Text under study
+++++

Sponsor Spotlight - August 2016
This Old Town anchor is set up as an artists' co-operative - which proves to positively impact attitudes and creativity as well as its business plan. Find out how.
- story and photos by Ellis Anderson
Owners Jenise McCardell and Mark Currier’s house is directly behind the stand-out art deco building that houses Gallery 220. Since the studio for their own ceramics business, Clay Creations, is also located on the premises, they have the ultimate in a work/live situation, with a gallery that hums with energy, seven days a week.
The pair were one of the first businesses to open their doors in 2005 after the unprecedented devastation of Hurricane Katrina. The building sustained less damage than most in the town, so the couple hurriedly mucked it out and threw open the doors for the September Second Saturday – less than three weeks after the monster storm.
The spirits of dazed residents, astonished volunteers and shell-shocked artists were revived by the event, so for many months, every Saturday was Second Saturday. The community had one place to find respite and encouragement. Any artist who had wares to sell were welcomed. Gallery 220 was born.
Since each of the member artists works in Gallery 220, shoppers are always assured of having an artist help them make a selection. This means that each member learns about the other’s techniques and styles. The painters sometimes bring works-in-progress with them, so often there’s an in-house demonstration.
Potter and sculptor Regan Carney is one of the original members of Gallery 220. She maintains her own working clay studio (Bay Artists Coop) in the Depot District, nd calls the gallery “my showroom.”

+++++

Entries supplied
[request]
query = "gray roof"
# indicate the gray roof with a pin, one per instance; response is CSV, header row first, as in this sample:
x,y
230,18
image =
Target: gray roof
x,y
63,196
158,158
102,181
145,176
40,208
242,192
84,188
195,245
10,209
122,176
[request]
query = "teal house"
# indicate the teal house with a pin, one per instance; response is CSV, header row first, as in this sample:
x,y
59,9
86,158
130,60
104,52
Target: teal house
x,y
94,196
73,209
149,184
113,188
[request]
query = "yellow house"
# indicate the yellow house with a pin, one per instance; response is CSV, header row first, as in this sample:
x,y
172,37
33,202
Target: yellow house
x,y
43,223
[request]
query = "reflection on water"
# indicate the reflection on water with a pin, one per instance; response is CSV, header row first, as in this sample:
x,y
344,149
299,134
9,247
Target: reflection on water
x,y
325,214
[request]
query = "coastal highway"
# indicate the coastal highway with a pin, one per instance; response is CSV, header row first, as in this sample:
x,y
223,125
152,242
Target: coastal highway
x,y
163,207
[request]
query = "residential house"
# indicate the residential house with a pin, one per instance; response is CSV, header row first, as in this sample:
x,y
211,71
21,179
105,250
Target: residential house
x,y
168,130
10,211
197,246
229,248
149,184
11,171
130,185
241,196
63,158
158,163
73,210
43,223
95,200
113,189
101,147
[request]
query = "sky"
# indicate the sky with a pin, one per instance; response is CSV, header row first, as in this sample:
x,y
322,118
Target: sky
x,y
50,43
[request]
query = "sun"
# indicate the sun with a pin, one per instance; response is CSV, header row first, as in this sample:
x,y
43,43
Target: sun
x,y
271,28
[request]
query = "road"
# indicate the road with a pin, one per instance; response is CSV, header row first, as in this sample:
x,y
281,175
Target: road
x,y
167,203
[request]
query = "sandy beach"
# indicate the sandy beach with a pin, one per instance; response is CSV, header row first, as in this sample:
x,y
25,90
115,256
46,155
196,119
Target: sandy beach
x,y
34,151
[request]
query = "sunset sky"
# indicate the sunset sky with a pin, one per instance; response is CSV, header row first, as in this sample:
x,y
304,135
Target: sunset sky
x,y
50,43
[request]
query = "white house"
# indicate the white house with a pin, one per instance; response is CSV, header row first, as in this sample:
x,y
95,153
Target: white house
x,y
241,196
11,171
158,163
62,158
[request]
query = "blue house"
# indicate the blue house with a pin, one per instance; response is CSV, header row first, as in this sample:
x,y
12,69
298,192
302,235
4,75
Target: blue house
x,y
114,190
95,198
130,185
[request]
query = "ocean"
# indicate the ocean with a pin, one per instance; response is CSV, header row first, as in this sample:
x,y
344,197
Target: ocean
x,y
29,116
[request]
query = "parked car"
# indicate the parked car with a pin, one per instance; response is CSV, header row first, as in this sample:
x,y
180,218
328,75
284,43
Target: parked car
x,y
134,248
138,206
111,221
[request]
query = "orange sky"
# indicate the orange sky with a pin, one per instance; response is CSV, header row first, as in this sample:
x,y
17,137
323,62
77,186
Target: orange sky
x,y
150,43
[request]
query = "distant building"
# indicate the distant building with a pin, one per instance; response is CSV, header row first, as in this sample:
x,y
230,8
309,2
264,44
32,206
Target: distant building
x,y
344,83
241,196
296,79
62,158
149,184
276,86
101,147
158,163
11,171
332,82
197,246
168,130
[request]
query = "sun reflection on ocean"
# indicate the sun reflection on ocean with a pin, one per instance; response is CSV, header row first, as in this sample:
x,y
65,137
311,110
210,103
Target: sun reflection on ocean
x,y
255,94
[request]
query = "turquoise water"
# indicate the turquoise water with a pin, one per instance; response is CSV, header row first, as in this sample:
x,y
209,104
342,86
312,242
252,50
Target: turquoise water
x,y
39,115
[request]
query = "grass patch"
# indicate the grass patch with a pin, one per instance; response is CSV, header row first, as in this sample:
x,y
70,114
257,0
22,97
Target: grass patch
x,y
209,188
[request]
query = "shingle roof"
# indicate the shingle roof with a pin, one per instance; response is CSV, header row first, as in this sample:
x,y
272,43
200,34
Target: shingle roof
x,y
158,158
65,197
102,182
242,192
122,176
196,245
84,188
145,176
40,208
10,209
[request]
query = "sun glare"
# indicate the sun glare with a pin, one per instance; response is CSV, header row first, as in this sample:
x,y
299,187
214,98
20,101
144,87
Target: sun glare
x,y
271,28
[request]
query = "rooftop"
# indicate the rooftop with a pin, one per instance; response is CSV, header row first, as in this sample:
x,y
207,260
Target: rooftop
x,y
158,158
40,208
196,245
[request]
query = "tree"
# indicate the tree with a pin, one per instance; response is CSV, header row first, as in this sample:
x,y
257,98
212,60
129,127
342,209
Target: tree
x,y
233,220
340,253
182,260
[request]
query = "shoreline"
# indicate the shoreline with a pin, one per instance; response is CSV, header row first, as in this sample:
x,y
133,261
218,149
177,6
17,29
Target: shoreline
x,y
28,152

+++++

Exercise objective
Continue the Gallery 220 sponsor spotlight from its last sentence, about Regan Carney calling the gallery "my showroom."

Task result
And quite the showroom it is. One of the only art deco style buildings in Bay St. Louis, it has high ceilings, lots of natural light and hand-painted floors. As a co-op, the business philosophy adds another layer of interest.
“This place operates differently than a conventional gallery,” says Carney. “We respect each other’s space and each other’s art work. We learn to work as a group. Since we don’t have a central person to handle display, it’s in all our best interests to keep the gallery looking fresh and engaging.”
“It’s not a pretentious place at all. Everybody has the opportunity to arrange their work and present it in a very personable way, rather than deal with something that’s highly structured.”
Several artists have been part of the nucleus for years: Janet Densmore, Spencer Gray, Jr., Michelle Allee, Regan’s husband, Mark Buszkiewicz and jewelers Sid and Pam Yoder. Some of the established members also teach, so they share information about workshops. Barbara Brodtmann, Janet Densmore, Jo Slay and Carney all give classes, some at the gallery itself.
These veteran artists are able to offer counsel to younger artists who are just beginning to market their work.
“It provides an opportunity for entry level artists to learn some of the basics of presenting and selling their work,” Carney says. “They learn the fundamentals of professionalism.”
And the newest member of the Gallery 220 is taking advantage of that fact. Holly Boynes is a ceramics artist living in Chalmette. Drawn to art her entire life, she graduated Nichols State University in 2013 with a degree in fine arts. Currently, she’s focusing on hand-built teapots and wall-hangings based on flowers like tiger lilies, cherry blossoms and sunflowers.
While Boyne has a solid education in technique, she’s finding the camaraderie and support from other gallery artists beneficial.
“Although I do crafts shows, I’ve never worked in a gallery before,” says Boyne. “This is brand new to me. But everyone’s friendly and they help each other. I’m getting to know people’s art and their stories, while learning the ins and outs of the business of art. “
The support system between the artists moves far beyond the professional sphere. Carney says that when she suffered a life-threatening and debilitating aneurysm a few years ago, the co-op members came to her aid.
“They were extraordinarily instrumental in helping me out,” Carney says. “They helped me sell my work, take care of business and set up a fund to help cover medical costs.”
Carney says the group hosts at least one charity fund-raiser event a year. Recently, coop members held a benefit to help a fellow artist who’s currently going through chemo-therapy.
“We celebrate each others' successes. When we hit low spots, we try to pull each other up. Everyone benefits.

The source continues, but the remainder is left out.